READING TEXT
########
Kerberos CNAME Relay Attack Diagram

The industry has spent years working toward deprecating NTLM. Microsoft has been signaling its end since 2023, when they announced plans to disable NTLM across Windows 11, and in 2024 they formally deprecated all versions of NTLM, including NTLMv2. The reasons are well-understood: NTLM relies on a challenge-response mechanism that makes it inherently susceptible to relay attacks, lacks mutual authentication, and uses weak cryptographic primitives that have been progressively broken over the past two decades.

In a typical Windows Active Directory deployment, both protocols coexist: Kerberos is the default for domain-joined machines authenticating to domain resources, while NTLM serves as the fallback when Kerberos negotiation fails, such as when clients connect by IP address instead of hostname, when accessing resources outside the domain, or when legacy applications explicitly require it. The assumption was straightforward: eliminate NTLM, eliminate relay attacks. CVE-2026-20929 demonstrates that assumption was wrong.

Introduction

In January 2026, researchers at Cymulate published findings on a novel attack technique that enables Kerberos authentication relay through DNS CNAME record abuse. The attack, tracked as CVE-2026-20929, allows an attacker with network-level access, meaning the ability to intercept and manipulate traffic on the local network segment (for example, through ARP spoofing, a rogue DHCPv6 server, or a compromised switch), to relay Kerberos service tickets between hosts without ever touching NTLM.

This is possible because the attack exploits a fundamental behavior in how the Key Distribution Center (KDC) issues service tickets: when resolving a hostname, the KDC follows DNS CNAME records and issues a ticket encrypted for the CNAME target rather than the originally requested host.
########
GIVEN EXERCISE A
Please rewrite the Kerberos relay article from "Introduction" up to and including "originally requested host.", replacing "attacker" with "adversary".
########
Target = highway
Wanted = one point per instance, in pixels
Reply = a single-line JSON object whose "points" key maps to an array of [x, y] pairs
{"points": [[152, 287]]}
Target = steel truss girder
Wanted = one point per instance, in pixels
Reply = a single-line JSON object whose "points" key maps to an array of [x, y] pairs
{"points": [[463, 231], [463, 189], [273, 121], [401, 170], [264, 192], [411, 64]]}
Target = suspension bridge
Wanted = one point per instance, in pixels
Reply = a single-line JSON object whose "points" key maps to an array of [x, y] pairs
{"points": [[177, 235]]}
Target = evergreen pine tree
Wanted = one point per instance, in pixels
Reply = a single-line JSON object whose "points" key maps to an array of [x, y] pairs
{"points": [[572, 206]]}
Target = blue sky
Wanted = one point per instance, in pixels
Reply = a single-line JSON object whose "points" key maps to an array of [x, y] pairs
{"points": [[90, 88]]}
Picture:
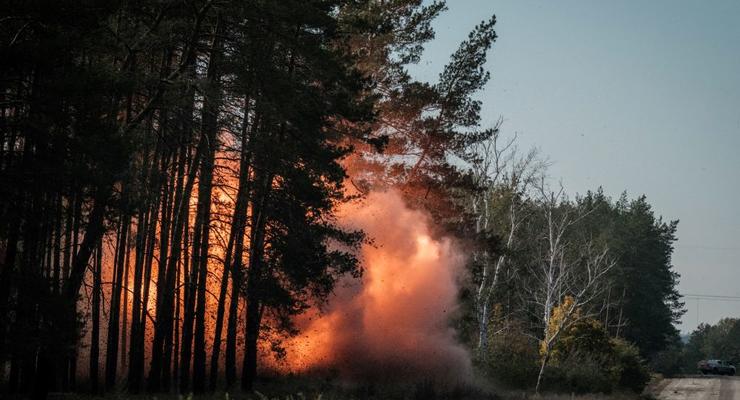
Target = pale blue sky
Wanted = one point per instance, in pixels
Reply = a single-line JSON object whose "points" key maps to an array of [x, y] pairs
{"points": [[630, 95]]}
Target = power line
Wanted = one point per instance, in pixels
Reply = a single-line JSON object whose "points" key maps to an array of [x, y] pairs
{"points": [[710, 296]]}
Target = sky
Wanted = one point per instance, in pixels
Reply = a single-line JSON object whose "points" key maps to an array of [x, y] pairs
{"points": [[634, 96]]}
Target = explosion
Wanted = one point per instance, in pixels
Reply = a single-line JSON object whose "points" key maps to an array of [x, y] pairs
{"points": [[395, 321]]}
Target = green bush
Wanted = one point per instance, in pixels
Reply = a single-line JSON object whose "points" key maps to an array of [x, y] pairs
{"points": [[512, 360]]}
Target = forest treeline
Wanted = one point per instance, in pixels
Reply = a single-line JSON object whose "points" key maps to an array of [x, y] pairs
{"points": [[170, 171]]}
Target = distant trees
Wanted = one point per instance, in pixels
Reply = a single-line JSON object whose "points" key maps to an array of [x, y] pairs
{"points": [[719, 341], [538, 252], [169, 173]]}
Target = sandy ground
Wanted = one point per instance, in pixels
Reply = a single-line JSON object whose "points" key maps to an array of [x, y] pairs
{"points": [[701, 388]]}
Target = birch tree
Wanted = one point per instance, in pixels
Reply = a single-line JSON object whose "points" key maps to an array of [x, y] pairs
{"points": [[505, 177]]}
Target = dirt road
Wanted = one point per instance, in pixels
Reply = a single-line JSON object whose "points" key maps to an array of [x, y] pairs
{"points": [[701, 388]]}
########
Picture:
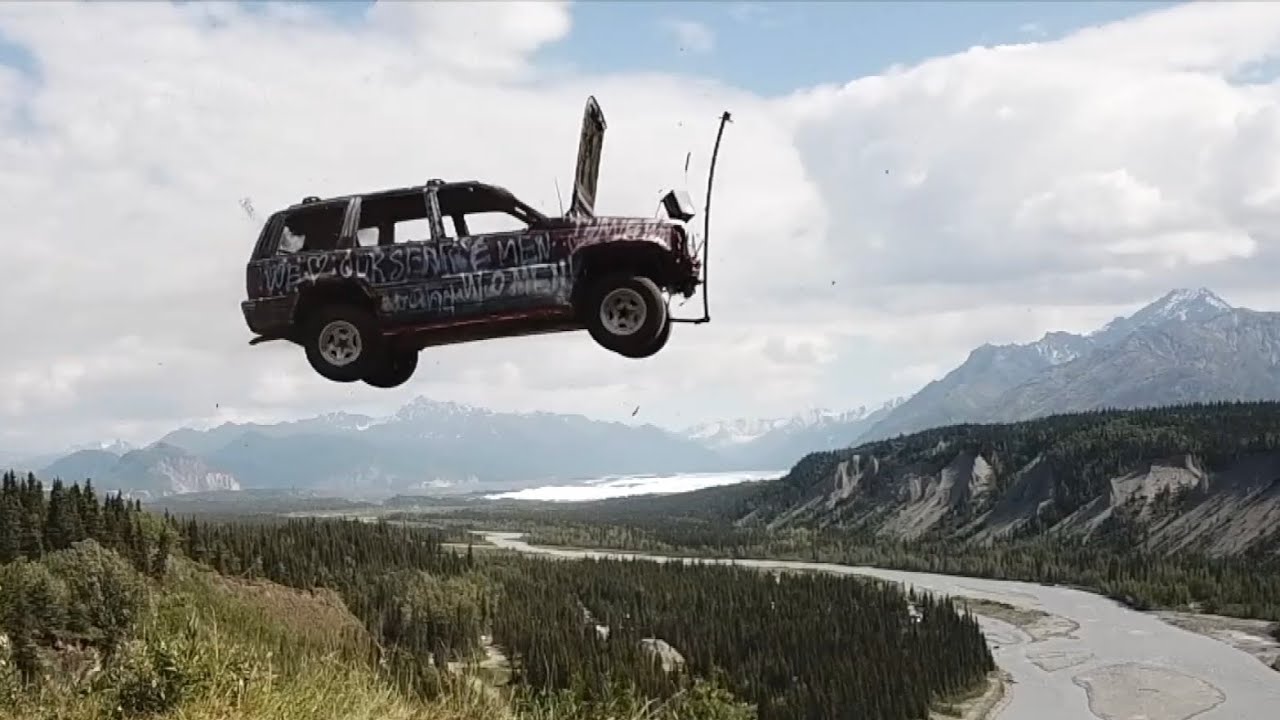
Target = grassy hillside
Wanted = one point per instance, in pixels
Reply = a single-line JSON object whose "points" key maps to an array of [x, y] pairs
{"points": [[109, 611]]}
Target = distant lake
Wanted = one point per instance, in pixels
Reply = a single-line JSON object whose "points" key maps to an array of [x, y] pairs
########
GIVEN EXERCISE B
Pick out each line of the records containing the string "distant" and copy those lines.

COMPLETE RESPONSE A
Introduction

In January 2026, researchers at Cymulate published findings on a novel attack technique that enables Kerberos authentication relay through DNS CNAME record abuse. The attack, tracked as CVE-2026-20929, allows an adversary with network-level access, meaning the ability to intercept and manipulate traffic on the local network segment (for example, through ARP spoofing, a rogue DHCPv6 server, or a compromised switch), to relay Kerberos service tickets between hosts without ever touching NTLM.

This is possible because the attack exploits a fundamental behavior in how the Key Distribution Center (KDC) issues service tickets: when resolving a hostname, the KDC follows DNS CNAME records and issues a ticket encrypted for the CNAME target rather than the originally requested host.

COMPLETE RESPONSE B
Target = distant trees
Target = distant lake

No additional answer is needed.